■ **Stored data**:
.....
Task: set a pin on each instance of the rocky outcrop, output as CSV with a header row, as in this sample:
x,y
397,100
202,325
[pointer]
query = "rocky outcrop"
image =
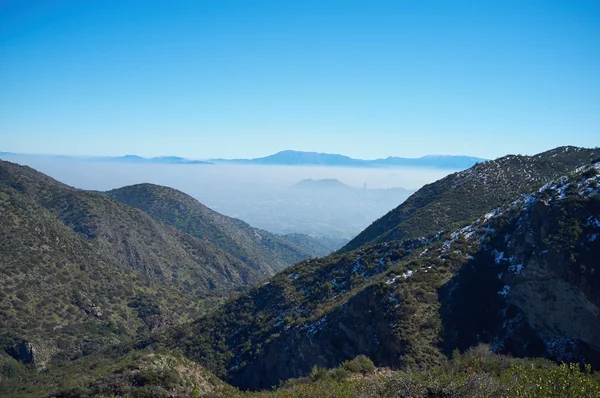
x,y
36,353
.....
■ **Task description**:
Please substitute "sandstone ledge" for "rocky outcrop" throughout the rows above, keeping everything else unchanged and omitting the pictures.

■ **Result of the task**:
Task: set a pin on each instance of the sandstone ledge, output as CSV with a header row, as in this sample:
x,y
397,100
202,325
[pointer]
query = "sandstone ledge"
image =
x,y
36,353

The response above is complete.